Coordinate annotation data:
------------------------

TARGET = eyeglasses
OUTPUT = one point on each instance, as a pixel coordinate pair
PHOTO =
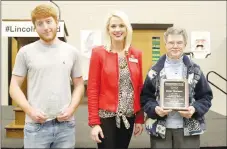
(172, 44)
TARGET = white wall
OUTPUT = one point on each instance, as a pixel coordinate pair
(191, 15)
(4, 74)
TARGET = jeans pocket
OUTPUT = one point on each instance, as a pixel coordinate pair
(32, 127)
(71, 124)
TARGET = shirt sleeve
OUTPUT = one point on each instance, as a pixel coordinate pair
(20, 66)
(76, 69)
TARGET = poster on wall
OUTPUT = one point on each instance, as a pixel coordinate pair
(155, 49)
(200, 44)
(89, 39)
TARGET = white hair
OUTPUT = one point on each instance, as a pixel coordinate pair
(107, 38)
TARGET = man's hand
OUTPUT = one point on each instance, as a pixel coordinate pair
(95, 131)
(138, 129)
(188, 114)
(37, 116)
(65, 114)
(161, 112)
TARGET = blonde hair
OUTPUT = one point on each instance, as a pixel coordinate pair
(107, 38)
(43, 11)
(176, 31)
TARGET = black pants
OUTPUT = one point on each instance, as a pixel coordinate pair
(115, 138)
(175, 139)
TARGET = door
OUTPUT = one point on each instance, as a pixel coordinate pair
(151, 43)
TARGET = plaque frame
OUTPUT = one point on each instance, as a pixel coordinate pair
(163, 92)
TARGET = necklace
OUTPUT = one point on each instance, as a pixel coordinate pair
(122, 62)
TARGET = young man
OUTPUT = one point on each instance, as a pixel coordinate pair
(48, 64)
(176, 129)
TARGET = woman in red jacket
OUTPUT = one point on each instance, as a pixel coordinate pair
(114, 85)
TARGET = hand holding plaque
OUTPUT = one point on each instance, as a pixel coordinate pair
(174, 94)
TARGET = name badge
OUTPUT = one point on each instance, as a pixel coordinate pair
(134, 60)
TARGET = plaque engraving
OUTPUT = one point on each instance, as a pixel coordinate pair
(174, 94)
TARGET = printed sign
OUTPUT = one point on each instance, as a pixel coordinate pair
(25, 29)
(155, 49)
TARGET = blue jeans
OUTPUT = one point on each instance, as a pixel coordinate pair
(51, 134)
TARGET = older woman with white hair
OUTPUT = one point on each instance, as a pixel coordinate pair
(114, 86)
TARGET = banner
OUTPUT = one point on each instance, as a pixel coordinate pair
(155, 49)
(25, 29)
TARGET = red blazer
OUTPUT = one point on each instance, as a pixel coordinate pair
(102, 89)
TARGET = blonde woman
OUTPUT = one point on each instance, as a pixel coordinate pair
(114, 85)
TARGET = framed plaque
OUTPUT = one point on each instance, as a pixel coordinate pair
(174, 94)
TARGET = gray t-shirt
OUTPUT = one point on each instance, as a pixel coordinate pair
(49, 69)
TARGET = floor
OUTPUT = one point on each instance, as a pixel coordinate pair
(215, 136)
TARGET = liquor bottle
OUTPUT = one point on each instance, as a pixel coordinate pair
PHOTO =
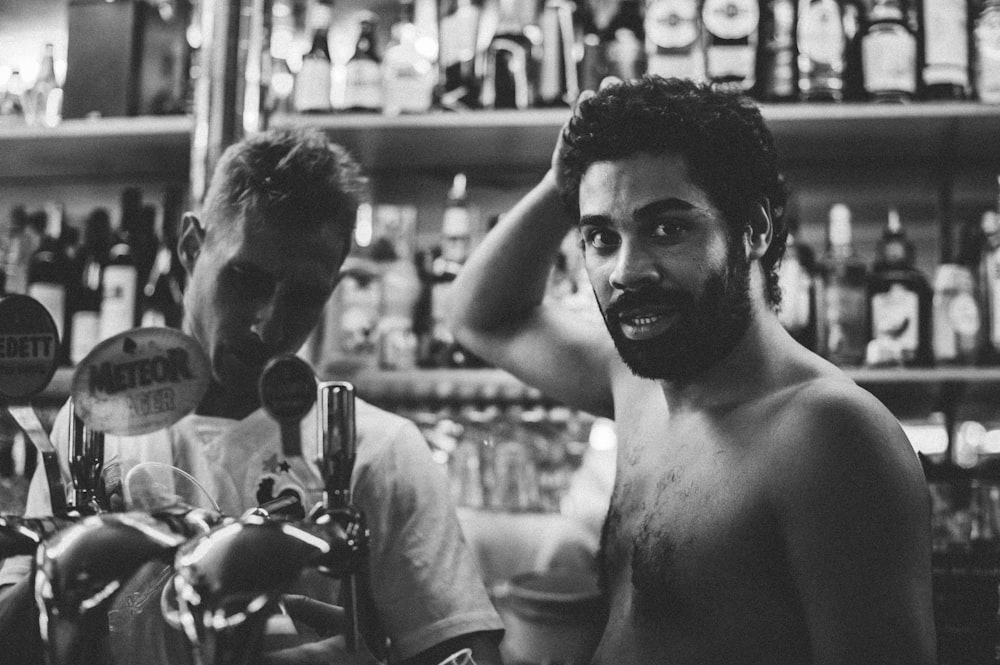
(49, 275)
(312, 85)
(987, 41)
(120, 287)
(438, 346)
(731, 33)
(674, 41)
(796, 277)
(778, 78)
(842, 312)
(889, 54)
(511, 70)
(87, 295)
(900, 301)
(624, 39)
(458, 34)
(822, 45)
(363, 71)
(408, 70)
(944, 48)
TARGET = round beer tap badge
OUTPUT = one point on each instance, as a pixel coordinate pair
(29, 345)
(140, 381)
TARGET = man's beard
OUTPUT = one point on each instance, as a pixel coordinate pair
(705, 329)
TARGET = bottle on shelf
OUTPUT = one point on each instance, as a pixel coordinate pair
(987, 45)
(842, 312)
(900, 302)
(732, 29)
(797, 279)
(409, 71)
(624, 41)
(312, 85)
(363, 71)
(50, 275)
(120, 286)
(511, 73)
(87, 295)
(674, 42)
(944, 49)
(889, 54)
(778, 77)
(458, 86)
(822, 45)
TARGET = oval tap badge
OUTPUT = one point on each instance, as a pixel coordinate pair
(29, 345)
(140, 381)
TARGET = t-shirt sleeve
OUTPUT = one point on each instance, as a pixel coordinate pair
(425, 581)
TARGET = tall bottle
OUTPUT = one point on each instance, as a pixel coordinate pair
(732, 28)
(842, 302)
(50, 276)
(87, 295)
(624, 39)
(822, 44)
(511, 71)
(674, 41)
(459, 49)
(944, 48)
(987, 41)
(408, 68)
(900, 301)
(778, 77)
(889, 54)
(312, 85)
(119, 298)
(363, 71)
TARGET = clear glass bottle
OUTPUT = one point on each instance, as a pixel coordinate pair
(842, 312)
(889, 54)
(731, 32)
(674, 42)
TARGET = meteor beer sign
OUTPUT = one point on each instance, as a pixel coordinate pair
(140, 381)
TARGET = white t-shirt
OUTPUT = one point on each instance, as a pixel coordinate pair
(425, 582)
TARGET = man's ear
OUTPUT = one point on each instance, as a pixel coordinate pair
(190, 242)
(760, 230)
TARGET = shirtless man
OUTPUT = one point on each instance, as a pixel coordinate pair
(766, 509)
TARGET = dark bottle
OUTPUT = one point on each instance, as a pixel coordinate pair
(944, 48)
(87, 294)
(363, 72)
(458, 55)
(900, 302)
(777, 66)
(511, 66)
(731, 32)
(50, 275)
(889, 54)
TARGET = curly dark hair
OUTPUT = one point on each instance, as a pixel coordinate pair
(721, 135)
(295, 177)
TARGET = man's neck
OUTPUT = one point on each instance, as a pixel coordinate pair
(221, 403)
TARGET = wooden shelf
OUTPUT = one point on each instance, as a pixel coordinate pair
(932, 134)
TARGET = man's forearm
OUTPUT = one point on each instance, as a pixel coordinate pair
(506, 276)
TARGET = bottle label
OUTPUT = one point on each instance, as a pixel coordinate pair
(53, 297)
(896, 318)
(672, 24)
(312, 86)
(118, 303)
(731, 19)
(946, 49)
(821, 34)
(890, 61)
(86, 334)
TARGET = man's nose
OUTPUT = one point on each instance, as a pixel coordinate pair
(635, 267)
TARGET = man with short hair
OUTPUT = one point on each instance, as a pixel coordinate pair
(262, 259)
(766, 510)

------------------------

:: REQUIRED WORK ::
Render all of the data above as a numbered list, one item per line, omitting blank lines and leaving out the pictures.

:: CORRECT ANSWER ::
1. TARGET = eyeglasses
2. OUTPUT = one point on each instance, as a pixel coordinate pair
3. PHOTO =
4. (172, 44)
5. TARGET = white wall
6. OUTPUT = one point on each instance, as a pixel coordinate pair
7. (191, 15)
8. (4, 74)
9. TARGET = jeans pocket
10. OUTPUT = one point on each instance, as a pixel coordinate pair
11. (32, 127)
12. (71, 124)
13. TARGET = shirt sleeve
14. OUTPUT = one point on each instance, as a pixel coordinate pair
15. (20, 66)
16. (76, 69)
17. TARGET = poster on wall
18. OUTPUT = one point on each instance, as a pixel coordinate pair
19. (155, 49)
20. (200, 44)
21. (89, 39)
22. TARGET = white hair
23. OUTPUT = one point on each instance, as a pixel coordinate pair
24. (107, 38)
25. TARGET = man's hand
26. OUTPUT = one point on each instance, as a pixel coordinate pair
27. (95, 131)
28. (138, 129)
29. (188, 114)
30. (37, 116)
31. (65, 114)
32. (161, 112)
33. TARGET = blonde hair
34. OUTPUT = one point on each instance, as a pixel coordinate pair
35. (107, 38)
36. (43, 11)
37. (176, 31)
38. TARGET = black pants
39. OUTPUT = one point on each instance, as a pixel coordinate pair
40. (115, 138)
41. (175, 139)
42. TARGET = door
43. OUTPUT = one point on each instance, as a pixel coordinate pair
44. (151, 43)
45. TARGET = plaque frame
46. OUTPUT = one point on each instance, as a pixel coordinate pair
47. (163, 92)
48. TARGET = necklace
49. OUTPUT = one point on each instance, as a pixel coordinate pair
50. (122, 62)
51. TARGET = young man
52. OUTPUT = one point on each instance, as a pixel coordinate pair
53. (48, 64)
54. (176, 129)
55. TARGET = woman in red jacket
56. OUTPUT = one point on each instance, as a pixel coordinate pair
57. (114, 85)
58. TARGET = hand holding plaque
59. OUTPUT = one point on each instance, as a pixel coordinate pair
60. (174, 94)
61. TARGET = name badge
62. OUTPUT = one point on each instance, as a pixel coordinate pair
63. (134, 60)
64. TARGET = plaque engraving
65. OUTPUT = one point on each instance, as a pixel coordinate pair
66. (174, 94)
67. TARGET = printed sign
68. OUTPUT = one point on each instance, as a pixel coordinate pair
69. (25, 29)
70. (155, 49)
71. TARGET = blue jeans
72. OUTPUT = one point on each instance, as a pixel coordinate pair
73. (51, 134)
74. TARGET = older woman with white hair
75. OUTPUT = one point on each instance, as a pixel coordinate pair
76. (114, 86)
77. TARGET = banner
78. OUTPUT = one point on each instance, as a pixel coordinate pair
79. (155, 49)
80. (25, 29)
81. TARGET = red blazer
82. OUTPUT = one point on each instance, as a pixel coordinate pair
83. (102, 89)
84. TARGET = blonde woman
85. OUTPUT = one point on each instance, as a pixel coordinate pair
86. (114, 85)
87. TARGET = framed plaque
88. OUTPUT = one point on each instance, as a pixel coordinate pair
89. (174, 94)
90. TARGET = gray t-shirt
91. OUTPUT = one point on each instance, as a pixel coordinate pair
92. (49, 69)
93. TARGET = floor
94. OUTPUT = one point on each instance, as a pixel coordinate pair
95. (215, 136)
96. TARGET = liquor bottle
97. OUTPUT = one point on each instance, as a pixel coordinate pair
98. PHOTO =
99. (49, 275)
100. (312, 85)
101. (987, 41)
102. (120, 287)
103. (438, 346)
104. (731, 33)
105. (674, 41)
106. (796, 277)
107. (778, 78)
108. (842, 312)
109. (889, 54)
110. (511, 70)
111. (87, 295)
112. (900, 301)
113. (624, 39)
114. (458, 34)
115. (822, 45)
116. (363, 71)
117. (408, 70)
118. (944, 48)
119. TARGET = round beer tap badge
120. OUTPUT = one point on each instance, as a pixel coordinate pair
121. (29, 345)
122. (140, 381)
123. TARGET = man's beard
124. OUTPUT = one point on each instance, as a pixel coordinate pair
125. (705, 329)
126. TARGET = bottle on shelf
127. OUTPUT = one point on each instance, as a pixel coordinate pair
128. (987, 45)
129. (842, 312)
130. (900, 302)
131. (732, 29)
132. (797, 279)
133. (409, 71)
134. (624, 41)
135. (312, 85)
136. (363, 71)
137. (50, 275)
138. (120, 286)
139. (511, 73)
140. (87, 295)
141. (674, 42)
142. (944, 49)
143. (889, 54)
144. (778, 77)
145. (458, 86)
146. (822, 45)
147. TARGET = oval tap badge
148. OUTPUT = one point on each instance, as a pixel coordinate pair
149. (29, 345)
150. (140, 381)
151. TARGET = t-shirt sleeve
152. OUTPUT = one point on each instance, as a pixel coordinate pair
153. (425, 581)
154. TARGET = tall bottle
155. OUTPUT = one point on each instance, as a pixel coordinate pair
156. (732, 28)
157. (842, 302)
158. (50, 276)
159. (87, 295)
160. (624, 39)
161. (822, 44)
162. (511, 71)
163. (674, 41)
164. (459, 49)
165. (944, 48)
166. (987, 41)
167. (408, 68)
168. (900, 301)
169. (778, 77)
170. (889, 54)
171. (312, 85)
172. (119, 298)
173. (363, 71)
174. TARGET = clear glass bottle
175. OUTPUT = one point on each instance, as a pixel coordinate pair
176. (842, 312)
177. (889, 54)
178. (731, 32)
179. (674, 42)
180. TARGET = meteor beer sign
181. OUTPUT = one point on each instance, as a pixel coordinate pair
182. (140, 381)
183. TARGET = white t-shirt
184. OUTPUT = one point on each instance, as a pixel coordinate pair
185. (425, 582)
186. TARGET = man's ear
187. OUTPUT = one point on each instance, as a pixel coordinate pair
188. (190, 242)
189. (760, 230)
190. TARGET = shirtless man
191. OUTPUT = one point on each instance, as a pixel coordinate pair
192. (766, 509)
193. TARGET = dark bottle
194. OUTPUT = one point on each instance, as a pixel coordinate pair
195. (944, 48)
196. (87, 294)
197. (363, 72)
198. (458, 55)
199. (900, 302)
200. (777, 66)
201. (511, 66)
202. (731, 32)
203. (50, 275)
204. (889, 54)
205. TARGET = curly dark hair
206. OUTPUT = one point on each instance, as a pixel coordinate pair
207. (721, 135)
208. (295, 177)
209. TARGET = man's neck
210. OUTPUT = one point on each instance, as a pixel coordinate pair
211. (221, 403)
212. TARGET = wooden shelf
213. OUTPUT = one point on each instance, as a pixel coordinate pair
214. (932, 134)
215. TARGET = man's forearm
216. OUTPUT = one point on each instance, as a pixel coordinate pair
217. (506, 276)
218. TARGET = bottle label
219. OUTPUT = one point on each instance, as a pixel coordinate pair
220. (53, 297)
221. (896, 318)
222. (672, 24)
223. (312, 86)
224. (118, 303)
225. (731, 19)
226. (946, 49)
227. (821, 34)
228. (890, 61)
229. (86, 334)
230. TARGET = man's nose
231. OUTPUT = one point on each instance, as a pixel coordinate pair
232. (635, 267)
233. TARGET = man with short hair
234. OUTPUT = one point on each instance, as a pixel coordinate pair
235. (262, 259)
236. (766, 510)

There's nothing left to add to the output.